Records from a point-labeling set:

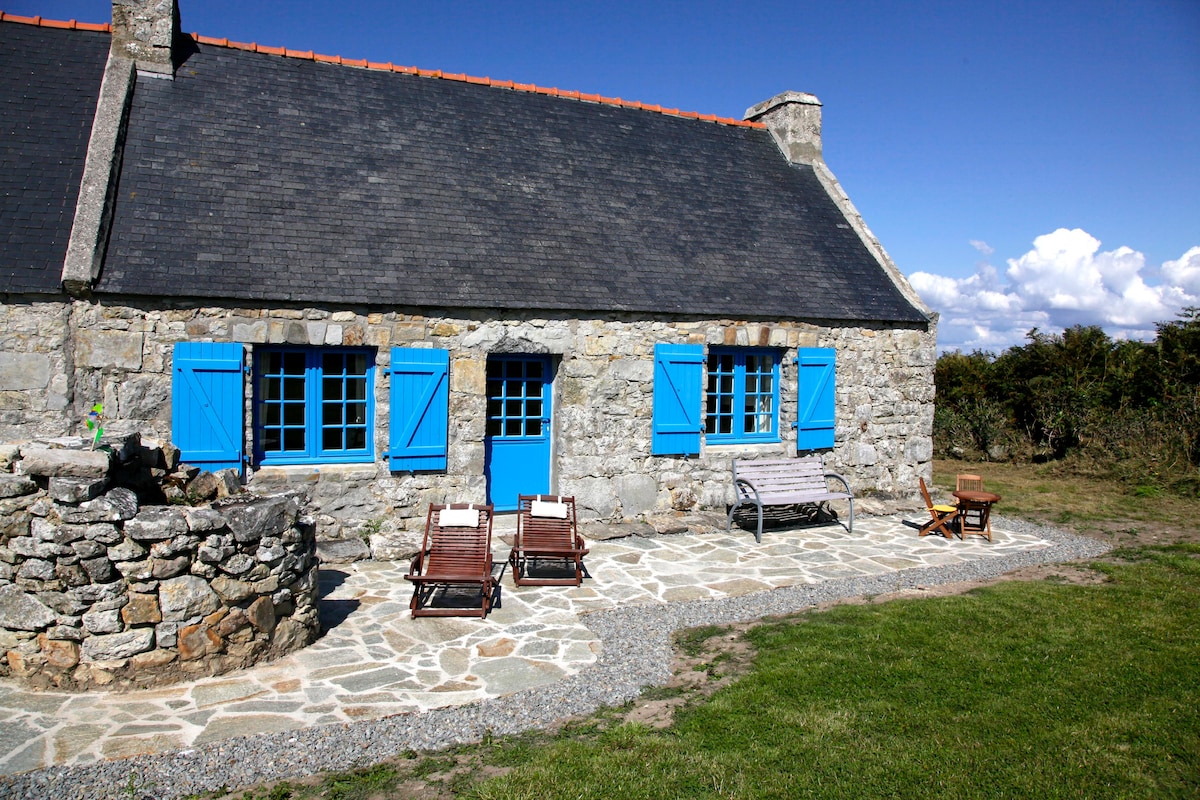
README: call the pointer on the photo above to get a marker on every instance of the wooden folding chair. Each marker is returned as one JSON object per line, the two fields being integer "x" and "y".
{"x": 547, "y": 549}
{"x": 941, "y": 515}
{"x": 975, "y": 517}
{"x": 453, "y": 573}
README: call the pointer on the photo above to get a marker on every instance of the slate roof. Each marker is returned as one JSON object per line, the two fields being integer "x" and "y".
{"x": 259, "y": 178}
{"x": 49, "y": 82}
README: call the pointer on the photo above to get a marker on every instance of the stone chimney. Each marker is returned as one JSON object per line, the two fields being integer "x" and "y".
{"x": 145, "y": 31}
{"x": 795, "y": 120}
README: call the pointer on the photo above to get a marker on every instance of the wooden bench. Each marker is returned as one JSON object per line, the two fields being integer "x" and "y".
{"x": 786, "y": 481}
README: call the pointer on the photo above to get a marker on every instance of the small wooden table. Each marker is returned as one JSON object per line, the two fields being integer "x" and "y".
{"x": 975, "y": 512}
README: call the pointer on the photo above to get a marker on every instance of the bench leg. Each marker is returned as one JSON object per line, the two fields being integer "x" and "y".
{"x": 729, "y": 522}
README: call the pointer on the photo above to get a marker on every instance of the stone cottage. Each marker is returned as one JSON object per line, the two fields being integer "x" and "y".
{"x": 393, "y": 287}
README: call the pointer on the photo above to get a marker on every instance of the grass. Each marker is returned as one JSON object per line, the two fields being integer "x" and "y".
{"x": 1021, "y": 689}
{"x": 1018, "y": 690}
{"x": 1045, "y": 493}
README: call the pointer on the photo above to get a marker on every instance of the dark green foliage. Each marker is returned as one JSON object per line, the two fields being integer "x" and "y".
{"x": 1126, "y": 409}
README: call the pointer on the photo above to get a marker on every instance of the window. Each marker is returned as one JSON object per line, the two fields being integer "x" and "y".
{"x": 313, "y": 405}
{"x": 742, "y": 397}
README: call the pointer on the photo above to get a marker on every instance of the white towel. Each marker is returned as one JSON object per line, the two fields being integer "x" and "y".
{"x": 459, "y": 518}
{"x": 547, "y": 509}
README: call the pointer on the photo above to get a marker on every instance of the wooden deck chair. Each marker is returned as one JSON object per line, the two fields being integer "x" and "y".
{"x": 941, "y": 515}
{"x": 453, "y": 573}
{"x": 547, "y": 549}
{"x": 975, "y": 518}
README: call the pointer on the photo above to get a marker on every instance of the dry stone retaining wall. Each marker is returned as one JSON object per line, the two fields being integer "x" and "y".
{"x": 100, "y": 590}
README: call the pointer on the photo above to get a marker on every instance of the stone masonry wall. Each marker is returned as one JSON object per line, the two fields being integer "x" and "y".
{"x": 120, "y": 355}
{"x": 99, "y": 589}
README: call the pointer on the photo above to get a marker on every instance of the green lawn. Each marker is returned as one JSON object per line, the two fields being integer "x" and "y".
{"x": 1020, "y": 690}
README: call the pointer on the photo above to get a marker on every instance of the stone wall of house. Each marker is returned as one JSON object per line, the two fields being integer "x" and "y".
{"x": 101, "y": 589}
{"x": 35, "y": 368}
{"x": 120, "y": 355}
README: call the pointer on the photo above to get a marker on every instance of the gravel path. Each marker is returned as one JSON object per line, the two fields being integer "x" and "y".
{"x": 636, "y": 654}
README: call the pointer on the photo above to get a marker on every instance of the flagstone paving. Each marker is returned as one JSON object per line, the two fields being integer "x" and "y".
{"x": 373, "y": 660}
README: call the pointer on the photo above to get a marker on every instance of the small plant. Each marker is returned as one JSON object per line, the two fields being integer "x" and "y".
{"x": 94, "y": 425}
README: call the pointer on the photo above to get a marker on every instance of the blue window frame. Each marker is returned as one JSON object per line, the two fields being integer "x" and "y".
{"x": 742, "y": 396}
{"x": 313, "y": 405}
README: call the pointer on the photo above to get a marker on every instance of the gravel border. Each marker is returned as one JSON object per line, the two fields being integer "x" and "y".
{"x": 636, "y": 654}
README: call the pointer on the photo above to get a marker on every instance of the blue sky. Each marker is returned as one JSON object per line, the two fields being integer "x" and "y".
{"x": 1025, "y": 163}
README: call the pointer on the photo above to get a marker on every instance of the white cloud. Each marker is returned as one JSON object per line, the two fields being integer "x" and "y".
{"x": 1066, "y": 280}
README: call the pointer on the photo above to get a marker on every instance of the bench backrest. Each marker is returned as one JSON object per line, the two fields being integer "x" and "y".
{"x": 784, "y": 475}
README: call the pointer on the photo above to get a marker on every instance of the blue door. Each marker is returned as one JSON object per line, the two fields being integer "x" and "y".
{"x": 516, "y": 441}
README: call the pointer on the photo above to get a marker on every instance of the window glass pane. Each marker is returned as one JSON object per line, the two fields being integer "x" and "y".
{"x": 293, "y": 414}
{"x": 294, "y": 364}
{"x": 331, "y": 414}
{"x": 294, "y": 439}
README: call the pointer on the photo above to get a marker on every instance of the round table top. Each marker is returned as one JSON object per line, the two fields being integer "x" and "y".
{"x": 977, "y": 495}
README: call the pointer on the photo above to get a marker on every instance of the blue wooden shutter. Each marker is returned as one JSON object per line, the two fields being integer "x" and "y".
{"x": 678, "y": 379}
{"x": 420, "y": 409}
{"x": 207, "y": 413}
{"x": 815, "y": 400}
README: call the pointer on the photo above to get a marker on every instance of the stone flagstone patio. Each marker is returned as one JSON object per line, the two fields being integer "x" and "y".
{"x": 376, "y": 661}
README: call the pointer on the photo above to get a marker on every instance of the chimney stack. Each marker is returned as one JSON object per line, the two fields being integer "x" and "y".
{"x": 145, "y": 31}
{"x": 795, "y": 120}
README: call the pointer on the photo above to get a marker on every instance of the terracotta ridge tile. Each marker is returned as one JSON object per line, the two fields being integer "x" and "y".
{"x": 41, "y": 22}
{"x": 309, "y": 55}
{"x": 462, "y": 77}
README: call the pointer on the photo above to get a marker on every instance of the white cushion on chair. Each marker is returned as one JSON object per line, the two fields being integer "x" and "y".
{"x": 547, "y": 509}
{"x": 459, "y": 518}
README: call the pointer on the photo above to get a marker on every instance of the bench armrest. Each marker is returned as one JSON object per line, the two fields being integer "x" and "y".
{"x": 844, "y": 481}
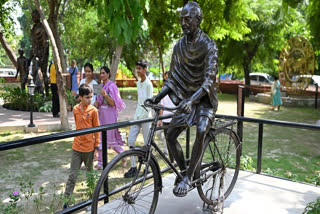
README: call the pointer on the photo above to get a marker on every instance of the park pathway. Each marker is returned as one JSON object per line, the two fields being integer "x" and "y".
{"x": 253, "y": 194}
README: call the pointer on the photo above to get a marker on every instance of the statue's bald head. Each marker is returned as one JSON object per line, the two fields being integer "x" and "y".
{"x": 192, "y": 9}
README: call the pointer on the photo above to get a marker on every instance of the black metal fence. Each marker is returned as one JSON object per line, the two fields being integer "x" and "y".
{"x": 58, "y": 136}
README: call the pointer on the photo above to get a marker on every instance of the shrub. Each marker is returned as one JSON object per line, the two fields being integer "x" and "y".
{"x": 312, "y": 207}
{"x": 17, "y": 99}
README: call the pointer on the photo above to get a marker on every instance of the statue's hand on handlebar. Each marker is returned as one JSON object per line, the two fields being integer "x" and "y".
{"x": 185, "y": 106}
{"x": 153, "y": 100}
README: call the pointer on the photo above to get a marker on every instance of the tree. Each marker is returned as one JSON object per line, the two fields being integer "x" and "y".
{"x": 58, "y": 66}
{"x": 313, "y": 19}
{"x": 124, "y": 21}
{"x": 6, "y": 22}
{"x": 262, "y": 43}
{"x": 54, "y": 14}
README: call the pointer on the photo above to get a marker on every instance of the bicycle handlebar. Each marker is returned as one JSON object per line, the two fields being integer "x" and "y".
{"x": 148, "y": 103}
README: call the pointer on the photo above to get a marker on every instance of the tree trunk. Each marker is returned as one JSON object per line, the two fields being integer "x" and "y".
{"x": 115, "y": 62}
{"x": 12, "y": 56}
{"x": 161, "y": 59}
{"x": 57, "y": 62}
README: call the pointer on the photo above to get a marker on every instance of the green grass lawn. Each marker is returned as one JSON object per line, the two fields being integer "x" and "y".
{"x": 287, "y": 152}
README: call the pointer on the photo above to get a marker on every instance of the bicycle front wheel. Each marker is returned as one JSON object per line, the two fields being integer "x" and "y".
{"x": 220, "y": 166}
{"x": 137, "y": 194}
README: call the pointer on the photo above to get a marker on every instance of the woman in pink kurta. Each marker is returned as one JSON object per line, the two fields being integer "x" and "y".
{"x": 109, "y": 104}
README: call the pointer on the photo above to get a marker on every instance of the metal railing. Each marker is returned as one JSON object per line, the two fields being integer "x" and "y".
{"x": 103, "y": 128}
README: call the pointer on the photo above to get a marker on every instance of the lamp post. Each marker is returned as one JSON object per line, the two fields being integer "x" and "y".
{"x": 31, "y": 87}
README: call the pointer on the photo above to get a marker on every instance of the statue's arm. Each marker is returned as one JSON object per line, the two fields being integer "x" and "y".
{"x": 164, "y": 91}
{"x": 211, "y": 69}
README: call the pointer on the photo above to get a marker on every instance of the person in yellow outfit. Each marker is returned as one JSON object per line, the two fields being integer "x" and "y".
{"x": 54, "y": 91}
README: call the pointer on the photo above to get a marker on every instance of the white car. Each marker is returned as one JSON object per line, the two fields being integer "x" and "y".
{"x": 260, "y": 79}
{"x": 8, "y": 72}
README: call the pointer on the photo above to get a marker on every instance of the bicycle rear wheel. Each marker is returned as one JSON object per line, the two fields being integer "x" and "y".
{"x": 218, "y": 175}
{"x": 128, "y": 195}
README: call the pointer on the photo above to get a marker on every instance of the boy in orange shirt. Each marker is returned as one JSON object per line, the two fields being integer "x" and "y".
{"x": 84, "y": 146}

## Written request
Repeat the lines starting at the one containing "boy in orange" and ending at the end of the records.

## The answer
README: call the pointer on the photo above to get a marker on every instance of the boy in orange shirt. Each marker is returned as one JSON object per line, the two fields being integer "x" and "y".
{"x": 84, "y": 146}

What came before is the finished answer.